=== Data ===
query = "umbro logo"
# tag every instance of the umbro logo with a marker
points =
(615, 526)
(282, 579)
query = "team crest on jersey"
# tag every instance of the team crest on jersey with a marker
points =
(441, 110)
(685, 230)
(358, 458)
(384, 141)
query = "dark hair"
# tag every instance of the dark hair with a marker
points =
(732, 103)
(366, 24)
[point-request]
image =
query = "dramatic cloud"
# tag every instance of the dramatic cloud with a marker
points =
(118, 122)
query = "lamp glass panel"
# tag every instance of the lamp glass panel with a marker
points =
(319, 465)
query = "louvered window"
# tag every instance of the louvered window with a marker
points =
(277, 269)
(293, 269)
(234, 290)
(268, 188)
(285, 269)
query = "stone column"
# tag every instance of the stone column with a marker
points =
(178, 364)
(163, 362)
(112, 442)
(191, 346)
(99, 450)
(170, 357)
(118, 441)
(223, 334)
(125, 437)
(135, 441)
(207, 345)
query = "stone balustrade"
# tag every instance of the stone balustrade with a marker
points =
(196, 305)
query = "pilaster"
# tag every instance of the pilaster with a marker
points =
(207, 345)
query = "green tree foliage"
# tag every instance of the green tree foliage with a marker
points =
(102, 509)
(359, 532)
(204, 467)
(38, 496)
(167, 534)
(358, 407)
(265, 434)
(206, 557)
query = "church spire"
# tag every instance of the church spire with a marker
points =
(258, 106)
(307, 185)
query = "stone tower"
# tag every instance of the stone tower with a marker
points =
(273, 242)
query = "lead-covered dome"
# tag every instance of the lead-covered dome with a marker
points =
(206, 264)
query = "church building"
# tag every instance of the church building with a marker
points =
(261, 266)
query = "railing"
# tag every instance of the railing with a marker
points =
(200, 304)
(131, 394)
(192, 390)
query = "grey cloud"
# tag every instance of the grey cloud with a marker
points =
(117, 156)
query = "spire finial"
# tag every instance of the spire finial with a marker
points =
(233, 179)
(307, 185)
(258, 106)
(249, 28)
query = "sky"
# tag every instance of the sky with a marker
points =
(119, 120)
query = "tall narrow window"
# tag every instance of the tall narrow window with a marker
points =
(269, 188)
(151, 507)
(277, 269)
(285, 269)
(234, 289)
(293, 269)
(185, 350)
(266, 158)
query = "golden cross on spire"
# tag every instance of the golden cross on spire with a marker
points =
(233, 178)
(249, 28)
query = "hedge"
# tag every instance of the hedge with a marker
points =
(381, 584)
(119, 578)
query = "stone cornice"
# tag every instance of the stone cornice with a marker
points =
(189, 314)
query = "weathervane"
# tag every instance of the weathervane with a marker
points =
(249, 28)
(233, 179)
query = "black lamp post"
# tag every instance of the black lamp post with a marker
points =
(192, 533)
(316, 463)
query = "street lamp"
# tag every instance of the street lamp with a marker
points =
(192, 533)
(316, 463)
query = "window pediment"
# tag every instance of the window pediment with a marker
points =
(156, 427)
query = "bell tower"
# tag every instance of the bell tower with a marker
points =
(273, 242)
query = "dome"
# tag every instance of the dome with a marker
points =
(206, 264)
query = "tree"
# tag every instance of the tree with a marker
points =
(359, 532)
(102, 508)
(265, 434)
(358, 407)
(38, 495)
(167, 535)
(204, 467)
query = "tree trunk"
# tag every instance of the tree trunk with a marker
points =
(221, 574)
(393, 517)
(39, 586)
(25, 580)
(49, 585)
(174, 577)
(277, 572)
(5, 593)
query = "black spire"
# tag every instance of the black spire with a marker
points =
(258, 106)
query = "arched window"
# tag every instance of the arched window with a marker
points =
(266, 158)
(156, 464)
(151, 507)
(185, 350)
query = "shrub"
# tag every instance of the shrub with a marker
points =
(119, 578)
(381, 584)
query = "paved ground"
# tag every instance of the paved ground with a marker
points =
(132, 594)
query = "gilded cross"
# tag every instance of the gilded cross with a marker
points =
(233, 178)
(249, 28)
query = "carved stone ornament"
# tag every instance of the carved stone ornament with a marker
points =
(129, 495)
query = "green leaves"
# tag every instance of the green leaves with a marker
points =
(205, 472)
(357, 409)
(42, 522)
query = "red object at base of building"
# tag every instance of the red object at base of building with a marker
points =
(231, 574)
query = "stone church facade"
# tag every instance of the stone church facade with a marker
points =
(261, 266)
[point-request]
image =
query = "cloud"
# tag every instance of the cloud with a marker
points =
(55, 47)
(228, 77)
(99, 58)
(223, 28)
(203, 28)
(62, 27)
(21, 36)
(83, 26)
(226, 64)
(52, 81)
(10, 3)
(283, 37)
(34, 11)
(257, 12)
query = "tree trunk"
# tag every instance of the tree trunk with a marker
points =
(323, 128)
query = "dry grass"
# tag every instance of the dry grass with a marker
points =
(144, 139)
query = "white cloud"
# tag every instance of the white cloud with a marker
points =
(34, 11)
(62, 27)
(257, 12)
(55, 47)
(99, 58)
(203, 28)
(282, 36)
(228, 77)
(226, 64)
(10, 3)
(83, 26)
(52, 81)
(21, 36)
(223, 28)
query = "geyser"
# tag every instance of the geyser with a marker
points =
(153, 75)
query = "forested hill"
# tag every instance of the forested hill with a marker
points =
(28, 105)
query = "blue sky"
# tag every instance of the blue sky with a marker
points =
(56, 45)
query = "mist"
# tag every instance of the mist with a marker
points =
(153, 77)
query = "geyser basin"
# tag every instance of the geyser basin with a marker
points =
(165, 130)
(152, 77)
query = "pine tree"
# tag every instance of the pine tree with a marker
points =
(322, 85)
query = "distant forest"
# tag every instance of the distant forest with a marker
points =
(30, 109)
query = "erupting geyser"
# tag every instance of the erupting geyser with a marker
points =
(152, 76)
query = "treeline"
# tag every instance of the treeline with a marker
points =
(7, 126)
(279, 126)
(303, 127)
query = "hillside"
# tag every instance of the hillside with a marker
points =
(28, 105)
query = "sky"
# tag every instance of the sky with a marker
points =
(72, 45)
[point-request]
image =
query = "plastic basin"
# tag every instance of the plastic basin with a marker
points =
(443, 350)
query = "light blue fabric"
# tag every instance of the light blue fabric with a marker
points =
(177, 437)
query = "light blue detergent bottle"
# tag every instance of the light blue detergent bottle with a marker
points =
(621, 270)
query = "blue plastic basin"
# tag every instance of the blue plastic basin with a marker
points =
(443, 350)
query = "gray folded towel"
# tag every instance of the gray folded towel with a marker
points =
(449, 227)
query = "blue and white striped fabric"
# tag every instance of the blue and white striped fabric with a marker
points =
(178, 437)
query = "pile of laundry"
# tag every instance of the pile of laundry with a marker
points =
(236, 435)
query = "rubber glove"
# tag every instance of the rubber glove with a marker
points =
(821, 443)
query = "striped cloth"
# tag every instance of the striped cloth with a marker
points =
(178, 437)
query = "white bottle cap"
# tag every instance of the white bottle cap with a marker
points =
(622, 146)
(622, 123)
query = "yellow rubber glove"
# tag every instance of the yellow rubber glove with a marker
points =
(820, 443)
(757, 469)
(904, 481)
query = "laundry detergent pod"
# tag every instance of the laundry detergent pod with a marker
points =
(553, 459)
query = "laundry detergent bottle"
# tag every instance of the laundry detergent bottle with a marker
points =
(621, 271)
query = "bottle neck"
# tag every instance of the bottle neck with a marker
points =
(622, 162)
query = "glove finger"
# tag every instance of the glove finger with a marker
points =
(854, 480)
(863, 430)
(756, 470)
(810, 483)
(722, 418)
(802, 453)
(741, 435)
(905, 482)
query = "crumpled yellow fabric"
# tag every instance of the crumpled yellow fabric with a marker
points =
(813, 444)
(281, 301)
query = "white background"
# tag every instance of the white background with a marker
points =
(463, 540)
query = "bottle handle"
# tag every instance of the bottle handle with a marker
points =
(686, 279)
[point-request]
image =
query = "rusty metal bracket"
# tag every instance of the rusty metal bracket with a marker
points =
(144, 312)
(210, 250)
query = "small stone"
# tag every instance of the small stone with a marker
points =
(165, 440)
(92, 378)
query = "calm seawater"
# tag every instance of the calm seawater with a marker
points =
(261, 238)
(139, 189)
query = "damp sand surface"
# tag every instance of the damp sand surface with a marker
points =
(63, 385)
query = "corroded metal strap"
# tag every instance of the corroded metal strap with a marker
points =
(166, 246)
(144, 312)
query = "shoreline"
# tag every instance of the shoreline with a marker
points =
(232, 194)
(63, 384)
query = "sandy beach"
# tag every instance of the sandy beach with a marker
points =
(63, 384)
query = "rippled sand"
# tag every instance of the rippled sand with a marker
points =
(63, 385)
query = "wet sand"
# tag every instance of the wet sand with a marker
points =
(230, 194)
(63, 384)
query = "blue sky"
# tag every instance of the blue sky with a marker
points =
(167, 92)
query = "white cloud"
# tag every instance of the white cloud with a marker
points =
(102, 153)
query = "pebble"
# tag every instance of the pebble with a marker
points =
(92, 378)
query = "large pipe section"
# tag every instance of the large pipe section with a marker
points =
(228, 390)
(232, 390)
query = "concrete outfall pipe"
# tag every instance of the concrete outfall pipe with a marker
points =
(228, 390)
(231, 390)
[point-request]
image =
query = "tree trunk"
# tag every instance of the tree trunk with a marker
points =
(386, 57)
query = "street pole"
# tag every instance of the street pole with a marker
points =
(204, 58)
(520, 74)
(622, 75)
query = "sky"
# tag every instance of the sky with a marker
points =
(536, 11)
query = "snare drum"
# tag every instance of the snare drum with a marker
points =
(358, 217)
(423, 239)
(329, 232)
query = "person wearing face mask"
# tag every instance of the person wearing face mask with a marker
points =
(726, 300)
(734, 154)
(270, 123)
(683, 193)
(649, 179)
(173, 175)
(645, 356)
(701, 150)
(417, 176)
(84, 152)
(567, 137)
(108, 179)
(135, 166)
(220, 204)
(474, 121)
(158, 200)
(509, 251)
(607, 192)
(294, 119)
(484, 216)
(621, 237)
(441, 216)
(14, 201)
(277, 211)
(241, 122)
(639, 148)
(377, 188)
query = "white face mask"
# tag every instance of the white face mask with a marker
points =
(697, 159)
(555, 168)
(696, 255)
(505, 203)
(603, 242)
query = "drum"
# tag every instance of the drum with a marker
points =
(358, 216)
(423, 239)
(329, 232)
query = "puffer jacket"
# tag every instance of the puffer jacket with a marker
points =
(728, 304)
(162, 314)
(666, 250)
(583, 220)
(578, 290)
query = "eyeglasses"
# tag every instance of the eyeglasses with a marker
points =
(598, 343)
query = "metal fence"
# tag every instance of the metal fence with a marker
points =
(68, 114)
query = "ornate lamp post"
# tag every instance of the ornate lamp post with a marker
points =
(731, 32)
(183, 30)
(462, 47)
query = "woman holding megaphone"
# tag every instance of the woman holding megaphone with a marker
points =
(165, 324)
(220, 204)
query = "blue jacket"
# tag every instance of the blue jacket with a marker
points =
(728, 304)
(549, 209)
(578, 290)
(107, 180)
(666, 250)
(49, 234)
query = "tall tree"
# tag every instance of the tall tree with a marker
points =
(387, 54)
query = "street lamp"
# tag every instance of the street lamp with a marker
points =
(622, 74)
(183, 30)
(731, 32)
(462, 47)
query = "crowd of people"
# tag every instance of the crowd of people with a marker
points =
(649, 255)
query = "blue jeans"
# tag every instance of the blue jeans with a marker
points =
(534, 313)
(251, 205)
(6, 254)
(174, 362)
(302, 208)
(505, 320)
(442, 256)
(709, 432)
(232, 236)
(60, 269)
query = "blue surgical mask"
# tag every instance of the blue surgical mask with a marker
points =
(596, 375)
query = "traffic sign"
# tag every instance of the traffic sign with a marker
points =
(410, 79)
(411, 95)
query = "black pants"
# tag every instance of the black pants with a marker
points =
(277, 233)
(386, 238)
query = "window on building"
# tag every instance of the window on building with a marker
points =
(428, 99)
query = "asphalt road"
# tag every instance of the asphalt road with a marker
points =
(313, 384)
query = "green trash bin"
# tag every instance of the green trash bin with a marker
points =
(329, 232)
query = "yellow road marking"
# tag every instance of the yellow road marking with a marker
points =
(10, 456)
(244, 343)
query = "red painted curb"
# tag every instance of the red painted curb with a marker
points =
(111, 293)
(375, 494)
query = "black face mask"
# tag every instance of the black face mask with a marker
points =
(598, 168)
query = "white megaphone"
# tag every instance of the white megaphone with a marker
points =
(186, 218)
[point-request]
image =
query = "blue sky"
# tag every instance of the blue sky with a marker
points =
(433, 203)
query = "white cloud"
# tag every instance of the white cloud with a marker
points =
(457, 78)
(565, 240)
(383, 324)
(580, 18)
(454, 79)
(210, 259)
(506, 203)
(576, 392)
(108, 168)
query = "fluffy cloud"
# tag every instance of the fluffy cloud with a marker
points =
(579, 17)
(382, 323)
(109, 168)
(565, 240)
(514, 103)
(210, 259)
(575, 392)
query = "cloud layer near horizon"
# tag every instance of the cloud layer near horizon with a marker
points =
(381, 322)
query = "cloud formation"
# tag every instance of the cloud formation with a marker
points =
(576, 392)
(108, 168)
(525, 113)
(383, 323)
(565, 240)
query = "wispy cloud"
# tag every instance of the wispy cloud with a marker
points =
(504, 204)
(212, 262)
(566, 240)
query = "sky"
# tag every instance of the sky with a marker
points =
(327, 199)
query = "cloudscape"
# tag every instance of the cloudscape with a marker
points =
===
Extract every line of the records above that contains the word "detergent", treating uppercase and lowercase letters as distinct.

*Completed task*
query = "light blue detergent bottle"
# tag every instance of the light blue detergent bottle with a marker
query = "laundry detergent pod"
# tag every instance of the laundry detergent pod with a marker
query = "laundry detergent bottle"
# tag every instance of the laundry detergent bottle with a marker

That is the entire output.